Jimmie operates his shoe-shine business in the foyer area, and I will never forget the first time I met him. Let me insert some back story. A friend here in Tampa knew I was looking for a quiet place to work. He not only recommended Oxford Exchange but vouched for me to get access to the library. Most days I ride my bike to work, not because I love riding a bike but because a bike is what I have. A typical commute means gliding along Tampa Bay getting passed by a Lamborghini, a Rolls Royce, a Bentley, lots of Porsches and maybe a Ferrari. I’m not kidding. Tampa is crazy; Mercedes are like Honda Accords out here.

Picture me peddling away in my jeans, boots and ridiculous helmet, heading for my first day at my new office. My commute is about 5.5 miles, and by the time I arrive I’m sweaty. Given the length of legs and the height of my bike, I’m lucky to dismount without falling over. My dismount routine includes an awkward little hop. When I don’t get it just right, I dump the whole thing, basket and all. Luckily that day I got it right. Remember all the cars that passed me? They are now all parked out front, proudly displayed like kings and queens on a chessboard.

Once I’ve taken a moment to cool down, situate my lunch bag, backpack and helmet, I open the doors and my shoes hit the marble floor. Looking like an extra from a Macklemore video, I pass all the beautiful people who own all the beautiful cars. By now I want to die, hide or turn around and head right out the door. In Portland, I could be a young Phil Knight, an important writer/activist or design firm owner. In Florida, I don’t even look lost, just strange. About the time I feel most out of place, Jimmie Marshall turns around and with grace and warmth he creates a place for me. From that moment on we were friends. In fact, he joined my family for Thanksgiving this year.
• • •
## [EXERCISES TO COMPLETE]
1. According to the excerpt, about how long is the narrator's bike commute?
2. Summarize the excerpt in two sentences.
3. Reproduce word for word the part of the excerpt between "Picture me peddling" and "on a chessboard.", inclusive.

## [INFORMATION GIVEN]
• • •
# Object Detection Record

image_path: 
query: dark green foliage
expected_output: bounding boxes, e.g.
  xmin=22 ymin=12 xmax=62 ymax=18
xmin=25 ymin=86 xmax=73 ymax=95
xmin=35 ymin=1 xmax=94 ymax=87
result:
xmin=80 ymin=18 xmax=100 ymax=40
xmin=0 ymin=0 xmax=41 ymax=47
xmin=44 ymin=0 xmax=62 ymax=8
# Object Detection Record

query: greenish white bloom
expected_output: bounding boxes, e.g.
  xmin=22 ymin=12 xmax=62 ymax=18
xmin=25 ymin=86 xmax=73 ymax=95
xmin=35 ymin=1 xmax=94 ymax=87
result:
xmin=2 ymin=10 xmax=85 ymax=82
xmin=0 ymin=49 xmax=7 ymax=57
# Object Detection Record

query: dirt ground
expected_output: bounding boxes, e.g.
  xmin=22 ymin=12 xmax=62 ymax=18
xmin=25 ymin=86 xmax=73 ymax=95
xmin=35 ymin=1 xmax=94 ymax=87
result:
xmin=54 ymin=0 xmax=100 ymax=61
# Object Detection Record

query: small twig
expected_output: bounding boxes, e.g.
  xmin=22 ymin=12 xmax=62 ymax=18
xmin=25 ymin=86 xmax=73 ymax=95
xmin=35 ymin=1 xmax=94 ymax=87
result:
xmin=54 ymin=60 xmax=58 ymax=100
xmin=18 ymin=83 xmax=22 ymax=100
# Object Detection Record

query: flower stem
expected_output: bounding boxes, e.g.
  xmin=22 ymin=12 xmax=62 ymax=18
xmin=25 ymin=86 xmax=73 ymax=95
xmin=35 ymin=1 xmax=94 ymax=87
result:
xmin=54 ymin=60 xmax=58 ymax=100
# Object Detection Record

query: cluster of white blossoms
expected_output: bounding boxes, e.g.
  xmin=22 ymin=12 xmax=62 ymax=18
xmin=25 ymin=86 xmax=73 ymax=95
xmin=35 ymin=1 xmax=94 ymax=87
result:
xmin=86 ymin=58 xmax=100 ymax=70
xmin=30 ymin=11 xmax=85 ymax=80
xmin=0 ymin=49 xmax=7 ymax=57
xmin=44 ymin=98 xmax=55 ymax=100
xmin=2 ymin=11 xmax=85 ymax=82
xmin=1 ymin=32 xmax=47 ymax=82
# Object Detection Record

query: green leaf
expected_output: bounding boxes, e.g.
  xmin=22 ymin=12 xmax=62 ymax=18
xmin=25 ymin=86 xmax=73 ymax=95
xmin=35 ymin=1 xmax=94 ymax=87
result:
• • •
## [EXPECTED RESULTS]
1. About 5.5 miles.

2. The narrator rides a bike about 5.5 miles to a new workspace at Oxford Exchange in Tampa, passing luxury cars along the way, and arrives sweaty and feeling out of place among the people who own those cars. Jimmie Marshall, who runs a shoe-shine business in the foyer, welcomes the narrator with grace and warmth, and the two became friends, so much so that he joined the narrator's family for Thanksgiving.

3.
Picture me peddling away in my jeans, boots and ridiculous helmet, heading for my first day at my new office. My commute is about 5.5 miles, and by the time I arrive I’m sweaty. Given the length of legs and the height of my bike, I’m lucky to dismount without falling over. My dismount routine includes an awkward little hop. When I don’t get it just right, I dump the whole thing, basket and all. Luckily that day I got it right. Remember all the cars that passed me? They are now all parked out front, proudly displayed like kings and queens on a chessboard.